▶ **TAREFA 1**
Reescreva a listagem desde o início até à linha com "positive clicks: (518, 404)", inclusive, trocando "rough mask" por "coarse mask" e mantendo tudo o resto igual.

Arte e Ciência - Meteorologia e Pintura: A classificação científica das nuvens e os estudos de Constable

O texto abaixo transcrito foi retirado de um interessante artigo, da autoria de Peter Galison e Alexi Assmus (1), sobre a criação da câmara de nuvens - descrita por muitos físicos do século XX como o primeiro detector de partículas, até porque serviu de protótipo aos detectores posteriores, nomeadamente, à câmara de bolhas - por Charles Thomson Rees Wilson,em 1911, e considerada como a "materialização da confluência de duas tradições científicas, a analítica e a mimética," (2) pelos acima citados investigadores.
Também é interessante referir que o objectivo inicial de Wilson era demonstrar que as nuvens se formavam em torno de iões. No entanto, o seu laboratório de nuvens não transformaria a meteorologia, contudo as suas nuvens artificiais permitiram a observação de partículas reais. (4)

The Victorian Context of Mimetic Experimentation

The extremities and rarities of Nature held an endless fascination for the Victorian imagination. Explorers ventured to the ends of the Empire, to the deserts, jungles and icecaps. Painters and poets tried to capture the power of storms and the grand scale of forests, cliffs and waterfalls. Both artists and scientists reconized a tension between he racionalising law-like image of Nature proferred by the natural philosopher, and the irreductible, often spiritual aspect presented by artists.

▶ **Registos de origem**
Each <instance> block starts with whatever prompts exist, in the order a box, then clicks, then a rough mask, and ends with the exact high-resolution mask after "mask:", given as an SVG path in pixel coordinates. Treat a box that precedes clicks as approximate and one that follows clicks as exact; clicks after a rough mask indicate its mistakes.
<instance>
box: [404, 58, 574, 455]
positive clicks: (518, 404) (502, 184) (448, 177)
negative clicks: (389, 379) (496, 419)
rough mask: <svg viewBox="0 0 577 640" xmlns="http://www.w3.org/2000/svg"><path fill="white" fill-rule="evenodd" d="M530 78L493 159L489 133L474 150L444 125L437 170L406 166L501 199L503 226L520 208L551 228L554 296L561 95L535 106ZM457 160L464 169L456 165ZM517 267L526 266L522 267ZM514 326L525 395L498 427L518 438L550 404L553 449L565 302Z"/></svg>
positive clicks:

▶ **TAREFA 2**
Segundo o texto de estudo, em que ano Charles Thomson Rees Wilson criou a câmara de nuvens?

▶ **RESPOSTA 1**
Each <instance> block starts with whatever prompts exist, in the order a box, then clicks, then a coarse mask, and ends with the exact high-resolution mask after "mask:", given as an SVG path in pixel coordinates. Treat a box that precedes clicks as approximate and one that follows clicks as exact; clicks after a coarse mask indicate its mistakes.
<instance>
box: [404, 58, 574, 455]
positive clicks: (518, 404) (502, 184) (448, 177)

▶ **RESPOSTA 2**
Em 1911.